● TASK GOAL
Reproduce verbatim the lines below, from the line containing "Task: annotate every instance of the distant shoreline" through the last line of the items, inclusive.

A sequence of items:
┏━━

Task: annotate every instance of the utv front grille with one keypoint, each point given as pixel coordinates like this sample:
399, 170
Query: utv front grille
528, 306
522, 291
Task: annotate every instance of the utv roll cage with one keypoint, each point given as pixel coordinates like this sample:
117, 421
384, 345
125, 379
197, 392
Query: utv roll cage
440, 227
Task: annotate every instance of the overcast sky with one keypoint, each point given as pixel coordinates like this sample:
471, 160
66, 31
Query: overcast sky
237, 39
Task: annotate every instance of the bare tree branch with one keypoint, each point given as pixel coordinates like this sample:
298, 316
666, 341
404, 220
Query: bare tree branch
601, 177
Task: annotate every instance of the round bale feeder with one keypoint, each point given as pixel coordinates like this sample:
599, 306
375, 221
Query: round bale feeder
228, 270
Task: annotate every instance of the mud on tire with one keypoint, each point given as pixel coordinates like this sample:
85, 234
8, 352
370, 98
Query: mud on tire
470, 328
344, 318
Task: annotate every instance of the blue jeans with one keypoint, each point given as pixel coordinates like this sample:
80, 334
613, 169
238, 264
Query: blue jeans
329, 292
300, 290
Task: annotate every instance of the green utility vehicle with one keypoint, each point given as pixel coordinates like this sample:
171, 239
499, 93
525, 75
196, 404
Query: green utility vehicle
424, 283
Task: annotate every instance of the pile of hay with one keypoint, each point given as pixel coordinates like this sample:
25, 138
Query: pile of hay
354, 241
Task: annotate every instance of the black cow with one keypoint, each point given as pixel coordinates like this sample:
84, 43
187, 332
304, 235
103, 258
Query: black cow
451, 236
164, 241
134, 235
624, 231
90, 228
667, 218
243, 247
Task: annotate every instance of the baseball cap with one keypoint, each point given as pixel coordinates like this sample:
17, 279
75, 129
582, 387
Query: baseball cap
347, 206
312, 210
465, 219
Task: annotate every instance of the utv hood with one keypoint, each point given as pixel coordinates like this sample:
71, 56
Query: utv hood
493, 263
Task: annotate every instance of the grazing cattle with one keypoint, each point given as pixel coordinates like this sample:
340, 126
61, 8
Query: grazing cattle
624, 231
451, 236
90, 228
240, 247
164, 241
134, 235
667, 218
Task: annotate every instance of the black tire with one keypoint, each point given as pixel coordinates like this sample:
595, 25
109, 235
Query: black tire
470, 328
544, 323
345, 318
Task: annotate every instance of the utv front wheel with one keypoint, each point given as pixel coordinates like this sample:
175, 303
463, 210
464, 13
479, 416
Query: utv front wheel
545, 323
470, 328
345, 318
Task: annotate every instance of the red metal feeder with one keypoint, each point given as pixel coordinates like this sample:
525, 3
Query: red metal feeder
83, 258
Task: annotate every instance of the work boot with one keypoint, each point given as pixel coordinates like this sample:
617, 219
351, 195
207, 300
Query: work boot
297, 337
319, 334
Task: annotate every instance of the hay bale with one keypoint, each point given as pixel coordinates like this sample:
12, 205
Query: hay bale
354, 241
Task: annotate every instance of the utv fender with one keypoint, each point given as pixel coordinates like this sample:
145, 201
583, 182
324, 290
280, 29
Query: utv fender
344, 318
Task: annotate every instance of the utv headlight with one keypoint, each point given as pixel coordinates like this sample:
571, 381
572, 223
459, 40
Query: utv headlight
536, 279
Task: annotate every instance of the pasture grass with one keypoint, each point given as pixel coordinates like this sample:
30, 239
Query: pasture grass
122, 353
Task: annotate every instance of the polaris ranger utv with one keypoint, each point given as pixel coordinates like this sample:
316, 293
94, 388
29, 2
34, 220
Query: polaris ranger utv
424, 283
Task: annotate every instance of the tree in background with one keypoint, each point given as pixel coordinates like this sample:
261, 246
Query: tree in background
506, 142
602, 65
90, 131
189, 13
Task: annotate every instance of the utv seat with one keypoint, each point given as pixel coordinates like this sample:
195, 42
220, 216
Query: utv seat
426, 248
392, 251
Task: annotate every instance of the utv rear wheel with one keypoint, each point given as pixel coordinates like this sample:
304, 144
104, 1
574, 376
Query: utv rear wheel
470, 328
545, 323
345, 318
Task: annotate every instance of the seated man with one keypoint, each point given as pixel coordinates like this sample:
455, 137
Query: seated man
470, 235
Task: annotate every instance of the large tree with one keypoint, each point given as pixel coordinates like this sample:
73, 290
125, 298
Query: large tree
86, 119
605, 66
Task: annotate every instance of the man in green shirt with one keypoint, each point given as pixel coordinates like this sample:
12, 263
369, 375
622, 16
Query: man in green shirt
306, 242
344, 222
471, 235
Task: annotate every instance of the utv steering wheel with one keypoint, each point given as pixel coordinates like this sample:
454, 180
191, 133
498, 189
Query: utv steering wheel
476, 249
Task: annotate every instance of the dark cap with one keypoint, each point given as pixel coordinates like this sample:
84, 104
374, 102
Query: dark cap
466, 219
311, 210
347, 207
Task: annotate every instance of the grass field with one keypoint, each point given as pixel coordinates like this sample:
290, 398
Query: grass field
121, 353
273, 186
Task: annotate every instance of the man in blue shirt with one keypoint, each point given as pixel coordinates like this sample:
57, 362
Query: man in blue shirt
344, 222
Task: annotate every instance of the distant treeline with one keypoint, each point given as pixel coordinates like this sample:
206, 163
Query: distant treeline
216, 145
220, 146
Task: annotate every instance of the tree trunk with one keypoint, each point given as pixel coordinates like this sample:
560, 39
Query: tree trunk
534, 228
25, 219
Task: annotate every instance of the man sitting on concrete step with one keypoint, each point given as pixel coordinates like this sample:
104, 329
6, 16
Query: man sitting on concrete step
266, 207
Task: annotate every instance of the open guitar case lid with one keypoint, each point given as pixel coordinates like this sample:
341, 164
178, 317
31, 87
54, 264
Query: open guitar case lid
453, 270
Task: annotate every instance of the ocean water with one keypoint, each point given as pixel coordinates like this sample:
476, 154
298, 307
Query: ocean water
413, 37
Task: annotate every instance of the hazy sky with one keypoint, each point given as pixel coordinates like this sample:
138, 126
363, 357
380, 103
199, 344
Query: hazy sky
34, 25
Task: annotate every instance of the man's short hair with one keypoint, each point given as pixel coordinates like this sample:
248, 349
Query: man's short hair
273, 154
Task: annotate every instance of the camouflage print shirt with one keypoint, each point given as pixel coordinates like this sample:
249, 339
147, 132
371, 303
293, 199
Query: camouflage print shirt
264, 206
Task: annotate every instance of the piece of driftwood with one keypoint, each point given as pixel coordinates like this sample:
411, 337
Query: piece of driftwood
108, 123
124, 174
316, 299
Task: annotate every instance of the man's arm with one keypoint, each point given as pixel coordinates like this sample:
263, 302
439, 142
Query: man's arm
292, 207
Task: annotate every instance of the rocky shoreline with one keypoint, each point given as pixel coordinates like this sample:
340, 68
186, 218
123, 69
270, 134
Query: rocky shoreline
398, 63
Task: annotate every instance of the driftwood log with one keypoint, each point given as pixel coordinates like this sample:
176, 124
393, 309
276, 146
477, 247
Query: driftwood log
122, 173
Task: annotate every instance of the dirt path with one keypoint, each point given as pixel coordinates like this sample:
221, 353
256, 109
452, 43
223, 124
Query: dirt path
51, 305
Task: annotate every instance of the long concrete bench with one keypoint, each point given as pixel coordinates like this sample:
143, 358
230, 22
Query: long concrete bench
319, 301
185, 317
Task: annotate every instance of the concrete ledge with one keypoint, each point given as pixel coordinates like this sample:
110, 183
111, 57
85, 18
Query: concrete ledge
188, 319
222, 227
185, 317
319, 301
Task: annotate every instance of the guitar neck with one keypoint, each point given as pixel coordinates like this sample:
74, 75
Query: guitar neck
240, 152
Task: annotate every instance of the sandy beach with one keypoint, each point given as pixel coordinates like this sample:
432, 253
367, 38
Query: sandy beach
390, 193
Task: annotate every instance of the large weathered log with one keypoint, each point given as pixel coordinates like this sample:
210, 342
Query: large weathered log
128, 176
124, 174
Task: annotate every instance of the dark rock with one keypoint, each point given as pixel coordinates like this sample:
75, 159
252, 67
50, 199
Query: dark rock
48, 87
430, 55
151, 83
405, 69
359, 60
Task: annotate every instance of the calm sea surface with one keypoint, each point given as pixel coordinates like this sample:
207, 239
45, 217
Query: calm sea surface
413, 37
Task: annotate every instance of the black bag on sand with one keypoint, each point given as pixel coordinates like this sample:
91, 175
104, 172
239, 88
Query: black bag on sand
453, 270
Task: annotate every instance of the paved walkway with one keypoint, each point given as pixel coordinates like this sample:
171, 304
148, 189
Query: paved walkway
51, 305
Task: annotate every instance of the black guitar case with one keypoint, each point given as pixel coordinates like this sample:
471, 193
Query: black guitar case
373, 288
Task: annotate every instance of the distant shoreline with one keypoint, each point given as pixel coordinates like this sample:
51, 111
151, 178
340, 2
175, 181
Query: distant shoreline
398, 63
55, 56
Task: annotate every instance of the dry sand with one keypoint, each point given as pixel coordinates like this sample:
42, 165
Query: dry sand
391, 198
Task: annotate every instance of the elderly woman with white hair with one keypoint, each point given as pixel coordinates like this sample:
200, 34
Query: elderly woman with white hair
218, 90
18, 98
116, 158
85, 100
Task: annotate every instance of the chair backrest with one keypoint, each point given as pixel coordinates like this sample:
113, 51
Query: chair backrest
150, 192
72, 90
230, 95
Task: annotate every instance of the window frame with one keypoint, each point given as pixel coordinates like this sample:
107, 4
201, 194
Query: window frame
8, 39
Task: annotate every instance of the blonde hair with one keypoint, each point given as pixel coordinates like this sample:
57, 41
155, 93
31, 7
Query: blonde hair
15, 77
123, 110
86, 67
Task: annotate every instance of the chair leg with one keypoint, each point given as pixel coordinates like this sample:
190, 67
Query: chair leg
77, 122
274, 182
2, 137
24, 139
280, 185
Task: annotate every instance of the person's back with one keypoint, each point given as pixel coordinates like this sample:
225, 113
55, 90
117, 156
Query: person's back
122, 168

┗━━

● OUTPUT
Task: annotate every instance of the distant shoreline with one keypoint, each point given as pixel coordinates like this sample:
51, 111
151, 178
340, 2
175, 181
Query: distant shoreline
398, 63
55, 56
Task: annotate every instance of the dry sand with one keypoint, each point given as pixel coordinates like this sample:
42, 165
Query: dry sand
391, 198
Task: annotate every instance of the elderly woman with white hair with one keypoint, each point given as pixel coordinates like this sample:
200, 34
Query: elderly woman with white hair
218, 90
18, 98
116, 158
85, 100
Task: annotate every instance of the chair backrest with one keypoint, each point given as pixel coordinates like this sample:
113, 51
Query: chair backrest
150, 192
72, 90
230, 95
Task: annotate every instance of the window frame with one keypoint, each point given as pixel coordinates like this sample:
107, 4
201, 194
Query: window frame
8, 39
Task: annotate every instance of the blonde hair with one keypoint, each point given as pixel coordinates like this sample:
57, 41
155, 93
31, 7
Query: blonde hair
15, 77
123, 110
86, 67
Task: annotate every instance of the chair leg with one keypoint, each point given as pixel coordinates like this sample:
190, 67
Query: chair leg
77, 122
274, 182
2, 137
24, 139
280, 185
Task: annotate every instance of the person's back with one keypoint, each point given as pixel coordinates like this sample:
225, 113
55, 90
117, 156
Query: person's back
122, 168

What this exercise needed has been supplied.